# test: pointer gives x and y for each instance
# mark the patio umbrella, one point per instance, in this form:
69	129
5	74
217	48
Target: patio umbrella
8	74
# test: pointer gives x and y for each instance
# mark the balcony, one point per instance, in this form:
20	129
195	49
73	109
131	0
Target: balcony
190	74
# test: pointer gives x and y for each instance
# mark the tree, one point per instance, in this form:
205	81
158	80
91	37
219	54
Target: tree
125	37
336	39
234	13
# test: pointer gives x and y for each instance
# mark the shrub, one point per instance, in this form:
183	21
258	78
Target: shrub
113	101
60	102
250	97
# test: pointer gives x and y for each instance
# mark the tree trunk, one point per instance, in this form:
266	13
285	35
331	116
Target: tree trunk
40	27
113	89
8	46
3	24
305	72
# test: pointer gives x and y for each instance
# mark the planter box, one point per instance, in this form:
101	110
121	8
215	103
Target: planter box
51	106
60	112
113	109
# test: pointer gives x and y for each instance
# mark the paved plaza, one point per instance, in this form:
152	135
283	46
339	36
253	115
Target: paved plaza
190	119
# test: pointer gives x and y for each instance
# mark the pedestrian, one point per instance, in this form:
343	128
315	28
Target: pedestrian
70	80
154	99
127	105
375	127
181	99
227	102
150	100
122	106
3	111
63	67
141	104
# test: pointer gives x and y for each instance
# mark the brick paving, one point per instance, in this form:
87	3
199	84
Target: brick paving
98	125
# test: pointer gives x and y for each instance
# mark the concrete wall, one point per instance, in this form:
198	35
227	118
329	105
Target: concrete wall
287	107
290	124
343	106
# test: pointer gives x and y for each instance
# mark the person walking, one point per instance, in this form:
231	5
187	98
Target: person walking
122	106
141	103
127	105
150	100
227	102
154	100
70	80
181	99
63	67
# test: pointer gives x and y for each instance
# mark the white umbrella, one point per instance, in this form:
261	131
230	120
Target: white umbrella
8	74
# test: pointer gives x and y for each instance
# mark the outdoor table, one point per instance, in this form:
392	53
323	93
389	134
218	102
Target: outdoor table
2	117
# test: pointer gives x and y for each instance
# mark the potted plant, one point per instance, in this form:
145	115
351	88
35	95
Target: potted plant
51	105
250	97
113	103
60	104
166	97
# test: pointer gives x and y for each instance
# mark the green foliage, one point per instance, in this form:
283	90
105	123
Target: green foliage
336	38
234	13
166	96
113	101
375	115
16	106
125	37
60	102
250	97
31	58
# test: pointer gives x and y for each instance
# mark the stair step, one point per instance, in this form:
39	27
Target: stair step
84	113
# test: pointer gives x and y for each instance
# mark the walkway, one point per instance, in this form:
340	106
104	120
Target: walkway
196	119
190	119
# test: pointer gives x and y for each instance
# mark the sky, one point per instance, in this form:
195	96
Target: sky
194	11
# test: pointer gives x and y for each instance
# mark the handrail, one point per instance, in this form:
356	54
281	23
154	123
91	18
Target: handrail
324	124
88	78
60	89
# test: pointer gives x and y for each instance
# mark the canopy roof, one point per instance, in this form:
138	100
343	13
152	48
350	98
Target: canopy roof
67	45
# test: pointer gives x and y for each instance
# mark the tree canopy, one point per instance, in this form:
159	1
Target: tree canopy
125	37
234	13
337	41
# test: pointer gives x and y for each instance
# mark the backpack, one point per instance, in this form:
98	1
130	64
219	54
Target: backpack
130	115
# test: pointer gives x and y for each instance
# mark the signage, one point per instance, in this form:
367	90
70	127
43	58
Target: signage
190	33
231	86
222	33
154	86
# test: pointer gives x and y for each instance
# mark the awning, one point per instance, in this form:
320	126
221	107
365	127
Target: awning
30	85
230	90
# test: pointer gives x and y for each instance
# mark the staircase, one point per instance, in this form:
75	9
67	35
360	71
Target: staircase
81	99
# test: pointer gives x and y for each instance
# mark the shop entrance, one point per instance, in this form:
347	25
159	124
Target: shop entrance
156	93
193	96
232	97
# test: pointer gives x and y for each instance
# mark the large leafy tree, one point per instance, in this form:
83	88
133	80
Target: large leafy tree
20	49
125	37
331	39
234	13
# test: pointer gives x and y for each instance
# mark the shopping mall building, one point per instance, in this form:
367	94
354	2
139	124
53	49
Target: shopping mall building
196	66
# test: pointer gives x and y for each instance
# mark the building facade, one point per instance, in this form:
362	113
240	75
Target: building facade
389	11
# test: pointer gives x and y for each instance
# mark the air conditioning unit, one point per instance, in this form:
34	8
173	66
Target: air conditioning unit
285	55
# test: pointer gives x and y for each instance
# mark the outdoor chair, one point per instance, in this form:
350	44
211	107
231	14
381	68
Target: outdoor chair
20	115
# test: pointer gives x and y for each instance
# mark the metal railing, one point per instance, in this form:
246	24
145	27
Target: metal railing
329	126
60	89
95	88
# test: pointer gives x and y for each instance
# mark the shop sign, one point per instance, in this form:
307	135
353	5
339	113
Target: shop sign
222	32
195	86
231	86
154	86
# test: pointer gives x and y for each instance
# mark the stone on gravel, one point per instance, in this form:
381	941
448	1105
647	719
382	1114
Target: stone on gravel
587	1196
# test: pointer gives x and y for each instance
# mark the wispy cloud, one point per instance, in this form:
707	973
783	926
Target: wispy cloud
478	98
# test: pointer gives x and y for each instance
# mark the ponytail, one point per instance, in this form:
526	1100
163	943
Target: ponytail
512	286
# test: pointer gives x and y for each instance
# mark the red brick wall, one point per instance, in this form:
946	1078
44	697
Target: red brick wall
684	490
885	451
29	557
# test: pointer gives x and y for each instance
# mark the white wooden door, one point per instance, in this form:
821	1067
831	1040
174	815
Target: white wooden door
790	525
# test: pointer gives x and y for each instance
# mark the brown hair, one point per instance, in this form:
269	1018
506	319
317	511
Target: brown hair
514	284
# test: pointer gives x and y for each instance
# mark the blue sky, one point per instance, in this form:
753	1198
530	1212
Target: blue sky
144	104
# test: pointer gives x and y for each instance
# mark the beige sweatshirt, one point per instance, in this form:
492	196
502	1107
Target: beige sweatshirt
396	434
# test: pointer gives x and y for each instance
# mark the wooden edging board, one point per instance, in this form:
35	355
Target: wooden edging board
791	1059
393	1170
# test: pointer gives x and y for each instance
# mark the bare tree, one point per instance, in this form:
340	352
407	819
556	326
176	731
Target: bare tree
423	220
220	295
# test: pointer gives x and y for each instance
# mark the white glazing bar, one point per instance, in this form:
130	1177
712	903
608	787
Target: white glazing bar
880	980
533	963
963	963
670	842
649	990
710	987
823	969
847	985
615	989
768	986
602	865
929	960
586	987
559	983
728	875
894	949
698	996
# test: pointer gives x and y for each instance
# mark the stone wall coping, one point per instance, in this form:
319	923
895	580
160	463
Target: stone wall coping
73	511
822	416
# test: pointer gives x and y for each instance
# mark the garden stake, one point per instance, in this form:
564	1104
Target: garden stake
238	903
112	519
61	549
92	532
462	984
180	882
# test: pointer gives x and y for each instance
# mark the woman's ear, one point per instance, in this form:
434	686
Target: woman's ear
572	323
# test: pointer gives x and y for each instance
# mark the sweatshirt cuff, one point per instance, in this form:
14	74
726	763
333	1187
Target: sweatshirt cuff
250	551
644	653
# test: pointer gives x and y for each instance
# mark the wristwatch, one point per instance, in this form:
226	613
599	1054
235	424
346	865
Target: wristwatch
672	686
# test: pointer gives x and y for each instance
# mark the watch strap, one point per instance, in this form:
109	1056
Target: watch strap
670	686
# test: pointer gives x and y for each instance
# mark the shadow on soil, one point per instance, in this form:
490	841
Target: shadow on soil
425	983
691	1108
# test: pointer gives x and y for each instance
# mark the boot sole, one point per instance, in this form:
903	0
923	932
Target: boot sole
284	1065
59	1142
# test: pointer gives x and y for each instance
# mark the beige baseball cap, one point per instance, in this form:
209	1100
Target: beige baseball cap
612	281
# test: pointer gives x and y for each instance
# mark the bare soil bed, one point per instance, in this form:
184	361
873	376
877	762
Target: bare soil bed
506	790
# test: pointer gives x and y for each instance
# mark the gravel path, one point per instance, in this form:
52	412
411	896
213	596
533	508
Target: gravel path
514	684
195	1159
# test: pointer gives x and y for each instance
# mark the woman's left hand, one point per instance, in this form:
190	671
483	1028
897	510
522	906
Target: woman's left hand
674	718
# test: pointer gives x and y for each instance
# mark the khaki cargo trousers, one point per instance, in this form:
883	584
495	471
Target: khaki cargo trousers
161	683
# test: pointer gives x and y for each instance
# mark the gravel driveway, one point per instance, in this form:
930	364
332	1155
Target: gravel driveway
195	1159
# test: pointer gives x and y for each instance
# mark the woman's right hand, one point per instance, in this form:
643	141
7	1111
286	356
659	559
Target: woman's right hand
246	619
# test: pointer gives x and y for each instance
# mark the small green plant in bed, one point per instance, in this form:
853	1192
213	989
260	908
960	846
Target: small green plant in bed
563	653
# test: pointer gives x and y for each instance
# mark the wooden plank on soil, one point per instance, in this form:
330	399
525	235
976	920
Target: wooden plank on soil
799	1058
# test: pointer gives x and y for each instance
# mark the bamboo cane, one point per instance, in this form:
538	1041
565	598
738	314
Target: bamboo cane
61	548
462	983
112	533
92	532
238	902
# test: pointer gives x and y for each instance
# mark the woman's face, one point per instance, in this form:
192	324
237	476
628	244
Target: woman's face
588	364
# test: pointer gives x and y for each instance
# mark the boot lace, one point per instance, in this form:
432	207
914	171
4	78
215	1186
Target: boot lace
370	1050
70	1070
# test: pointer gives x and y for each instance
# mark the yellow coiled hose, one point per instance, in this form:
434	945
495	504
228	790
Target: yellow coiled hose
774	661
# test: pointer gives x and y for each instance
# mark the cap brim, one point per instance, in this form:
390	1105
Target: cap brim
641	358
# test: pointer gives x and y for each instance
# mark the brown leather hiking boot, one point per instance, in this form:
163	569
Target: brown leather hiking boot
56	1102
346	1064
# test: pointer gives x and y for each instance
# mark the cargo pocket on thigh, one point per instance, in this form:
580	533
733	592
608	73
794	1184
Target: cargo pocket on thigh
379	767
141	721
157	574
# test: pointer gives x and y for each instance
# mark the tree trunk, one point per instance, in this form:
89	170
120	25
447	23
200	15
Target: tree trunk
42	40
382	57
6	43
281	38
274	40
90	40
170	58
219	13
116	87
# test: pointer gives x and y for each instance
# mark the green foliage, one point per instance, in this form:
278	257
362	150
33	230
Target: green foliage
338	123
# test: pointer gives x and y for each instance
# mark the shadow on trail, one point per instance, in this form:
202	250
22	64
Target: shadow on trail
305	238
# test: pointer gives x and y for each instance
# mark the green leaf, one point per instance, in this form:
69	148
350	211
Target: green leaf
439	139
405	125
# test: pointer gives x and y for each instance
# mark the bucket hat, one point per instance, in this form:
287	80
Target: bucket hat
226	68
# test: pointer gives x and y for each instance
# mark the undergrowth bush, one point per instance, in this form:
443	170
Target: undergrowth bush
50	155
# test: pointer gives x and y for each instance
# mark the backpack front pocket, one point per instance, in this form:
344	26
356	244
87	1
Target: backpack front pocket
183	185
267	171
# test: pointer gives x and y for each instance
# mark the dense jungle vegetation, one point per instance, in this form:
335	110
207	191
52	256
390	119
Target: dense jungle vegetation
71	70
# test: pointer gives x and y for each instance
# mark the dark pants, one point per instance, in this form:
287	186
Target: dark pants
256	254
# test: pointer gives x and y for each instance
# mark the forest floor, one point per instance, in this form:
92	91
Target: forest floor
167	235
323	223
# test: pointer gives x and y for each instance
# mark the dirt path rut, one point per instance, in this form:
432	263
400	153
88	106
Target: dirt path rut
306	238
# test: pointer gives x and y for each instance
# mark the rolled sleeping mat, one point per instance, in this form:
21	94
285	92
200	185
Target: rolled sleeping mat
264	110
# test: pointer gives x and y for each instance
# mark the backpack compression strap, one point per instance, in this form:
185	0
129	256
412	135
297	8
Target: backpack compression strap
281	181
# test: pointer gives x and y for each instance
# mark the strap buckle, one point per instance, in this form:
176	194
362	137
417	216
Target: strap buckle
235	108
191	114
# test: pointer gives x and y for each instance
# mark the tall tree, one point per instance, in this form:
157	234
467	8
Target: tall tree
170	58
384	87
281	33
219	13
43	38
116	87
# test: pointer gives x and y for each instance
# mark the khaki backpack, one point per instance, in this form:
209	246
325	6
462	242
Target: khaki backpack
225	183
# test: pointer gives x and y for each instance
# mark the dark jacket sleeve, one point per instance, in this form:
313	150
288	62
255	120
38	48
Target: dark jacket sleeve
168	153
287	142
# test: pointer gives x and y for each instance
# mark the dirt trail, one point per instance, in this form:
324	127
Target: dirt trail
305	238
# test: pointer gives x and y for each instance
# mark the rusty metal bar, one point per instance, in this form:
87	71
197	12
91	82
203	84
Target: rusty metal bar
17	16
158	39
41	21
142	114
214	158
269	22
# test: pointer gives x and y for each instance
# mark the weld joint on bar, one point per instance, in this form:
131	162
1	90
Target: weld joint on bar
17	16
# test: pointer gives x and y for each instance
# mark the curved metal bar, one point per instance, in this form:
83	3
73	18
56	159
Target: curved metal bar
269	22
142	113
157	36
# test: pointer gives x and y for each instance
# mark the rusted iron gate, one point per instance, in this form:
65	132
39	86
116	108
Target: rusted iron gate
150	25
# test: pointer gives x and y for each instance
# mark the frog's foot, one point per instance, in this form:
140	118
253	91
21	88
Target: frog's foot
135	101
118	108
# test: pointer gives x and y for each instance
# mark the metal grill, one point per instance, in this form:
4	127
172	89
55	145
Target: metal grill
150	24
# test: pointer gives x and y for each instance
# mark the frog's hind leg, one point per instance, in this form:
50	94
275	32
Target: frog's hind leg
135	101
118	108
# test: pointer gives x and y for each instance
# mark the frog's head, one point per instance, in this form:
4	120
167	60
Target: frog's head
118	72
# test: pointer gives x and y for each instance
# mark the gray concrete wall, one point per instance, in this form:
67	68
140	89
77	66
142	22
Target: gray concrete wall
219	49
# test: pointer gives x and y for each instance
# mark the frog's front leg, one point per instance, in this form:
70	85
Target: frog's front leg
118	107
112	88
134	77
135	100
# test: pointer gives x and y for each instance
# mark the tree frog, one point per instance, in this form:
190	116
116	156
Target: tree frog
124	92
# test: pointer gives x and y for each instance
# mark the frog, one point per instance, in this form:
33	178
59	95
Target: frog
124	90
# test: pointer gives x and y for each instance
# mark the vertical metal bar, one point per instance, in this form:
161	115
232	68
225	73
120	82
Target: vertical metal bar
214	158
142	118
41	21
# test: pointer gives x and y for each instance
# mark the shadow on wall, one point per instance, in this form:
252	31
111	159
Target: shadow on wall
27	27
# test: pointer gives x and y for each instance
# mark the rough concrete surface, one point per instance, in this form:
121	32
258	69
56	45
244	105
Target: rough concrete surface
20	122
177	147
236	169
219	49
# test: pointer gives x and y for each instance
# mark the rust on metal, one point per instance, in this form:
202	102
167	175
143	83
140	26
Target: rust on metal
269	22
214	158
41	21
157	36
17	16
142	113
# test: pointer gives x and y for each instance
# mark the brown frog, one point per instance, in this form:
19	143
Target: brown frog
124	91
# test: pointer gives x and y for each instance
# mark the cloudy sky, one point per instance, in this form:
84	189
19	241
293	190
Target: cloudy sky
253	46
■ ■ ■ ■ ■
Copy the records above exactly, beginning at the line that contains "Target: yellow coiled hose" and stopping after the line that contains "# mark the brown leather".

Target: yellow coiled hose
774	661
# test: pointer gives x and y for each instance
# mark the cap brim, one point per instance, in this form:
390	1105
Target: cap brim
641	358
# test: pointer gives x and y for each instance
# mark the brown leather hiking boot, one point per instance, in this form:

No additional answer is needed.